● Goal
Write out all of the data below again, swapping every "top-left" for "upper-left" and leaving everything else the same.

● Working data
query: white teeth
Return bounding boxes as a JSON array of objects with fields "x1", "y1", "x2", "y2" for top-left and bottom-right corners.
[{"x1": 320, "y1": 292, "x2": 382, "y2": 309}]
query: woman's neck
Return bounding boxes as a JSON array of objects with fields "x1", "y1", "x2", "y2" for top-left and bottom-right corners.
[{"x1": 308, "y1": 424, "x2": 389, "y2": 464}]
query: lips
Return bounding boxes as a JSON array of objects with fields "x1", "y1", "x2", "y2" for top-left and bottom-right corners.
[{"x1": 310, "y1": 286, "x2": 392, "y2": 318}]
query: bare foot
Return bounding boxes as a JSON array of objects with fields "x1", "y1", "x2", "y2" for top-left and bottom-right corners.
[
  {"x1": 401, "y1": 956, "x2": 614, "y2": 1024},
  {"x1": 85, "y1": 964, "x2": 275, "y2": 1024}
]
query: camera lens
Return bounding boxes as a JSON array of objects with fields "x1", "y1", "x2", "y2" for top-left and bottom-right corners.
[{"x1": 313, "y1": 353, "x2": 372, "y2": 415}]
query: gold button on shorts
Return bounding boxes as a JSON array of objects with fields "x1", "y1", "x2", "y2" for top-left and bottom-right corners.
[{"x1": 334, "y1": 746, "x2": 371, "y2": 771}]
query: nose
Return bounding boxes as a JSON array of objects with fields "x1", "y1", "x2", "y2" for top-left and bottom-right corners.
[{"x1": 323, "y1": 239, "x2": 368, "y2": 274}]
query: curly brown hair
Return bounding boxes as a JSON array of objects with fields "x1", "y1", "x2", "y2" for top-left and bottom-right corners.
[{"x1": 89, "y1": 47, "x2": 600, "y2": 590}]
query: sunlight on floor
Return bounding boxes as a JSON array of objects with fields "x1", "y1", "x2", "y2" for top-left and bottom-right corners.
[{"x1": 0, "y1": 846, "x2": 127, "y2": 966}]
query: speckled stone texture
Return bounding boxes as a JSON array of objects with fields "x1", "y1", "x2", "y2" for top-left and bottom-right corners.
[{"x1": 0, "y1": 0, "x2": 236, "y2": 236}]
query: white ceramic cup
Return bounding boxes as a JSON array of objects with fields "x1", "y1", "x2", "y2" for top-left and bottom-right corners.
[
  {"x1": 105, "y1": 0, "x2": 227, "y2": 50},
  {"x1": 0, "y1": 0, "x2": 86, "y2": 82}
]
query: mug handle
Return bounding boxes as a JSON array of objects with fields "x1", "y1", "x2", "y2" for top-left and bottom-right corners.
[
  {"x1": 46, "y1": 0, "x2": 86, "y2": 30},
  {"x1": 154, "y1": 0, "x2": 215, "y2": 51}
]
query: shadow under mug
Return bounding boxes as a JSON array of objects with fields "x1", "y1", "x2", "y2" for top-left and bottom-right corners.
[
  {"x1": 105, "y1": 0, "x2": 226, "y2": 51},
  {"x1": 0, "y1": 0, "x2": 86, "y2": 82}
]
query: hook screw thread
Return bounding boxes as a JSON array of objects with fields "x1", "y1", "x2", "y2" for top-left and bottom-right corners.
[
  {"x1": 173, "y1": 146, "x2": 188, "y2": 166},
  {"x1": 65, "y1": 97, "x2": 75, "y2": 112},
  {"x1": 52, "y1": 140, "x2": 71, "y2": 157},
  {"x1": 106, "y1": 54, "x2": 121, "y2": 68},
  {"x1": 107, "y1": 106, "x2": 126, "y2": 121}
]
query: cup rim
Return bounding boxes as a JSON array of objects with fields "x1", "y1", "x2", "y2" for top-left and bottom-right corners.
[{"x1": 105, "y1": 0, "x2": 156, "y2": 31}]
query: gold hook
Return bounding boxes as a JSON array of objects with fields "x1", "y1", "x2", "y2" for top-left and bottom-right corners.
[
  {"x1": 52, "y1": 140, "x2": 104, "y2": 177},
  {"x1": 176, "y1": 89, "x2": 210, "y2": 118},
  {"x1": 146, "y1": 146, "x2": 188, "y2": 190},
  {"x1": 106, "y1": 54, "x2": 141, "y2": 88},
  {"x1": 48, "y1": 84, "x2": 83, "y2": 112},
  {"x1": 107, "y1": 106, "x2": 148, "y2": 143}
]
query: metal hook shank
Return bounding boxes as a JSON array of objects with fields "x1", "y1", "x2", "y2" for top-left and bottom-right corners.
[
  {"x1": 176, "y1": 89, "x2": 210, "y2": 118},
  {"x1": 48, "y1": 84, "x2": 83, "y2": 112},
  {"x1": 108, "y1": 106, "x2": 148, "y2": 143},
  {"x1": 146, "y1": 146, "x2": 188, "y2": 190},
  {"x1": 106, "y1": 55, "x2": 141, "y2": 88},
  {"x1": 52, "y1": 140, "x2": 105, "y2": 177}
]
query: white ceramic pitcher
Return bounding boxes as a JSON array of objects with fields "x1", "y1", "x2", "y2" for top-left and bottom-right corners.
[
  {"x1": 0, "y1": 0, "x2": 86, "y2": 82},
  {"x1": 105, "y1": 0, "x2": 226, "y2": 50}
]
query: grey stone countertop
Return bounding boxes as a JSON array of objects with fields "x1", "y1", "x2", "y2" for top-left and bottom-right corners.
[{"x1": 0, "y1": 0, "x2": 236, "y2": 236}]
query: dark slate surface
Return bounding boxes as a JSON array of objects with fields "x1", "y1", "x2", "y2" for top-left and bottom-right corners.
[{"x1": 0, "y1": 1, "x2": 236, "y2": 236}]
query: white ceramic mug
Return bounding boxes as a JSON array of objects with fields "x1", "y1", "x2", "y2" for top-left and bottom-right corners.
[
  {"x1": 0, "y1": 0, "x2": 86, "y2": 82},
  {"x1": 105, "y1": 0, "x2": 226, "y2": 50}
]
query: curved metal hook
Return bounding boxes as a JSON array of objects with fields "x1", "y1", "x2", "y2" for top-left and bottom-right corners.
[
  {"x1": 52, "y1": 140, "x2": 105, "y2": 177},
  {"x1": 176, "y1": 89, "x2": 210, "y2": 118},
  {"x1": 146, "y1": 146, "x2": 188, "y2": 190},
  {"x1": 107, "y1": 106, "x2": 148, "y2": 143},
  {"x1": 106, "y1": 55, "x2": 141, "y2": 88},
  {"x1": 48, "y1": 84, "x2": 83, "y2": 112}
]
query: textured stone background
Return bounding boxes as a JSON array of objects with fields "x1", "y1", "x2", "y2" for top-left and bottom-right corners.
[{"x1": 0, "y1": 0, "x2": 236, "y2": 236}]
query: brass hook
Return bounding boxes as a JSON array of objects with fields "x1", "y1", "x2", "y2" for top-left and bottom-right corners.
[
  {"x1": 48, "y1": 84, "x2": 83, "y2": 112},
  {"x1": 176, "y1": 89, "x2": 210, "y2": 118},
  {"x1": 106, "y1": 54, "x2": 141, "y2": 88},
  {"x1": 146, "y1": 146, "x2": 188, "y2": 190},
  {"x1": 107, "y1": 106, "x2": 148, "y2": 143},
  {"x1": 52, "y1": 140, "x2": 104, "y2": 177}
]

● Response to the exercise
query: white teeth
Return bounding boxes as a JSON array of objects with fields "x1", "y1", "x2", "y2" for upper-left and bottom-right corners.
[{"x1": 320, "y1": 292, "x2": 382, "y2": 309}]
query: woman's neck
Return bounding boxes as a JSON array of objects with fields "x1", "y1", "x2", "y2" for upper-left and bottom-right corners.
[{"x1": 308, "y1": 424, "x2": 389, "y2": 464}]
query: lips
Return bounding boxes as a JSON array of objects with fields "x1", "y1", "x2", "y2" for upper-left and bottom-right corners.
[{"x1": 310, "y1": 286, "x2": 392, "y2": 318}]
query: bare foot
Return bounding boxes as a JSON array of objects with fields "x1", "y1", "x2", "y2" for upper-left and bottom-right corners.
[
  {"x1": 401, "y1": 956, "x2": 614, "y2": 1024},
  {"x1": 85, "y1": 964, "x2": 275, "y2": 1024}
]
query: camera lens
Return bounding boxes as a JSON array of objects with fields "x1", "y1", "x2", "y2" for upper-left and bottom-right corners.
[{"x1": 313, "y1": 353, "x2": 372, "y2": 415}]
query: gold button on shorts
Return bounding boxes as a JSON array of objects with fields "x1", "y1", "x2", "y2" for upper-left and bottom-right corners.
[{"x1": 334, "y1": 746, "x2": 371, "y2": 771}]
query: nose
Return bounding boxes as a JSON array of objects with fields "x1", "y1", "x2", "y2" for upper-left and bottom-right corners.
[{"x1": 323, "y1": 239, "x2": 368, "y2": 274}]
query: curly brown hair
Return bounding boxes as a JSON array of objects with fields "x1", "y1", "x2", "y2" for upper-left and bottom-right corners.
[{"x1": 89, "y1": 47, "x2": 600, "y2": 590}]
query: sunlight on floor
Return bounding boxes as a JSON array of objects with fields "x1", "y1", "x2", "y2" for upper-left and bottom-right corners.
[{"x1": 0, "y1": 846, "x2": 127, "y2": 966}]
query: speckled stone texture
Return bounding boxes as a JSON array of objects with fields "x1", "y1", "x2", "y2" for upper-left and bottom-right corners.
[{"x1": 0, "y1": 0, "x2": 236, "y2": 236}]
query: white ceramic cup
Return bounding boxes as a JSON array of objects with fields "x1", "y1", "x2", "y2" for upper-left and bottom-right corners.
[
  {"x1": 105, "y1": 0, "x2": 227, "y2": 50},
  {"x1": 0, "y1": 0, "x2": 86, "y2": 82}
]
query: mug handle
Return bounding boxes as a JSON array of objects with fields "x1", "y1", "x2", "y2" for upper-left and bottom-right corners.
[
  {"x1": 46, "y1": 0, "x2": 86, "y2": 30},
  {"x1": 154, "y1": 0, "x2": 215, "y2": 51}
]
query: shadow under mug
Return bounding boxes as a JSON array of objects with fields "x1", "y1", "x2", "y2" for upper-left and bottom-right corners.
[
  {"x1": 105, "y1": 0, "x2": 226, "y2": 51},
  {"x1": 0, "y1": 0, "x2": 86, "y2": 82}
]
query: hook screw thread
Return bounding boxes as a JSON array of objects with fields "x1", "y1", "x2", "y2" for upper-left and bottom-right corners.
[
  {"x1": 173, "y1": 146, "x2": 188, "y2": 166},
  {"x1": 65, "y1": 97, "x2": 75, "y2": 112},
  {"x1": 52, "y1": 140, "x2": 71, "y2": 157},
  {"x1": 106, "y1": 54, "x2": 121, "y2": 68},
  {"x1": 107, "y1": 106, "x2": 126, "y2": 121}
]
query: cup rim
Return bounding boxes as a JSON array of objects with fields "x1", "y1", "x2", "y2" for upper-left and bottom-right corners.
[{"x1": 105, "y1": 0, "x2": 156, "y2": 31}]
query: gold hook
Return bounding boxes as a JSON array of objects with fields "x1", "y1", "x2", "y2" for upper-left and bottom-right corners.
[
  {"x1": 52, "y1": 140, "x2": 104, "y2": 177},
  {"x1": 176, "y1": 89, "x2": 210, "y2": 118},
  {"x1": 146, "y1": 146, "x2": 188, "y2": 190},
  {"x1": 106, "y1": 54, "x2": 141, "y2": 88},
  {"x1": 48, "y1": 84, "x2": 83, "y2": 112},
  {"x1": 107, "y1": 106, "x2": 148, "y2": 143}
]
query: metal hook shank
Return bounding boxes as a JSON array of objects with fields "x1", "y1", "x2", "y2" for upper-left and bottom-right corners.
[
  {"x1": 176, "y1": 89, "x2": 210, "y2": 118},
  {"x1": 48, "y1": 84, "x2": 83, "y2": 112},
  {"x1": 108, "y1": 106, "x2": 148, "y2": 143},
  {"x1": 146, "y1": 146, "x2": 188, "y2": 190},
  {"x1": 106, "y1": 55, "x2": 141, "y2": 88},
  {"x1": 52, "y1": 140, "x2": 105, "y2": 177}
]
query: white ceramic pitcher
Return bounding boxes as a JSON array of objects with fields "x1", "y1", "x2", "y2" for upper-left and bottom-right corners.
[
  {"x1": 0, "y1": 0, "x2": 86, "y2": 82},
  {"x1": 105, "y1": 0, "x2": 226, "y2": 50}
]
query: grey stone countertop
Return bounding boxes as a JSON array of objects with fields "x1", "y1", "x2", "y2" for upper-left and bottom-right corners.
[{"x1": 0, "y1": 0, "x2": 236, "y2": 236}]
query: dark slate surface
Return bounding boxes as a JSON array of objects with fields "x1", "y1", "x2", "y2" for upper-left and bottom-right corners.
[{"x1": 0, "y1": 1, "x2": 236, "y2": 236}]
query: white ceramic mug
Return bounding boxes as a JSON array of objects with fields "x1", "y1", "x2", "y2" for upper-left and bottom-right corners.
[
  {"x1": 0, "y1": 0, "x2": 86, "y2": 82},
  {"x1": 105, "y1": 0, "x2": 226, "y2": 50}
]
query: curved metal hook
Return bounding boxes as a JSON array of objects with fields "x1", "y1", "x2", "y2" for upper-left and bottom-right corners.
[
  {"x1": 52, "y1": 140, "x2": 105, "y2": 177},
  {"x1": 176, "y1": 89, "x2": 210, "y2": 118},
  {"x1": 146, "y1": 146, "x2": 188, "y2": 190},
  {"x1": 107, "y1": 106, "x2": 148, "y2": 143},
  {"x1": 106, "y1": 55, "x2": 141, "y2": 88},
  {"x1": 48, "y1": 84, "x2": 83, "y2": 112}
]
query: textured stone background
Return bounding boxes as a JSON array of objects with fields "x1", "y1", "x2", "y2" for upper-left and bottom-right corners.
[{"x1": 0, "y1": 0, "x2": 236, "y2": 236}]
query: brass hook
Return bounding boxes as a JSON array of objects with fields "x1", "y1", "x2", "y2" for upper-left and bottom-right corners.
[
  {"x1": 48, "y1": 84, "x2": 83, "y2": 112},
  {"x1": 176, "y1": 89, "x2": 210, "y2": 118},
  {"x1": 106, "y1": 54, "x2": 141, "y2": 88},
  {"x1": 146, "y1": 146, "x2": 188, "y2": 190},
  {"x1": 107, "y1": 106, "x2": 148, "y2": 143},
  {"x1": 52, "y1": 140, "x2": 104, "y2": 177}
]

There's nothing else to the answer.